What you need to do
When the line containing "Wildlife camera triggered. A runner's bare" is reached, begin reproducing lines exactly and continue through the last line of the records below.

The data

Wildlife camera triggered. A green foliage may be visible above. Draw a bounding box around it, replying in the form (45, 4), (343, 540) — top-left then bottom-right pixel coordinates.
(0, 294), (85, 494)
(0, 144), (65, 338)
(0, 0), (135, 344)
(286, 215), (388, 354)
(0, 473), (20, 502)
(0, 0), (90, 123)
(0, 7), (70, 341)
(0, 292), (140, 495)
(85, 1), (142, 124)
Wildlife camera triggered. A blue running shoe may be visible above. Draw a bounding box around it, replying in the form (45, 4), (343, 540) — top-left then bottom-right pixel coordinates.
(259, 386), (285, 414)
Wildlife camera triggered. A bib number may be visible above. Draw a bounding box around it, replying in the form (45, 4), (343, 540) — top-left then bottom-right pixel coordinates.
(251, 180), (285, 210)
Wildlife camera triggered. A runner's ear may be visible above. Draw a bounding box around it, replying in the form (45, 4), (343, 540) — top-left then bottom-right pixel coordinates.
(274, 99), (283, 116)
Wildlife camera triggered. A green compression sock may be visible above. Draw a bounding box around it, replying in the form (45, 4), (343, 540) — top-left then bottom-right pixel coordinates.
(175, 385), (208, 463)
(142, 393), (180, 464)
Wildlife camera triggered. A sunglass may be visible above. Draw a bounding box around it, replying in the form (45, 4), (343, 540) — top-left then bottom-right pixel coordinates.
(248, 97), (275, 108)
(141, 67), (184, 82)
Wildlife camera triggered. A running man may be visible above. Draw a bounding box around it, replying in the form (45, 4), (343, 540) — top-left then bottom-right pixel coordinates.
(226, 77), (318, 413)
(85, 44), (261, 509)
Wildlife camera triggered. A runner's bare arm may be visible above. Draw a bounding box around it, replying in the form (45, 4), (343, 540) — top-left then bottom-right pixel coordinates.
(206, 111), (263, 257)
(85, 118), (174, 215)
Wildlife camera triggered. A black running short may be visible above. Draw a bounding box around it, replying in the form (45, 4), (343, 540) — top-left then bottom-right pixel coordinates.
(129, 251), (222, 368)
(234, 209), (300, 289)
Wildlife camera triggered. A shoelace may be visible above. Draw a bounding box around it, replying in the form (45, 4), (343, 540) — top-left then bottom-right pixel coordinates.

Solution to this exercise
Wildlife camera triggered. A runner's bare arm may be visible above. Draw a bounding box around it, replying in the form (45, 4), (343, 540) — top-left then bottom-right pixel coordinates.
(206, 111), (263, 257)
(85, 118), (174, 215)
Wildlife camera triggered. A black running short may be visible above. Draw a bounding box around it, replying in the form (45, 4), (343, 540) — top-left then bottom-right pixel coordinates.
(129, 251), (222, 368)
(234, 209), (300, 289)
Wildlife camera triggered. A shoelace may be visible above. Draw a bounding box around it, replying in the form (45, 4), (343, 540) — top-left then bottom-right pixel coordinates.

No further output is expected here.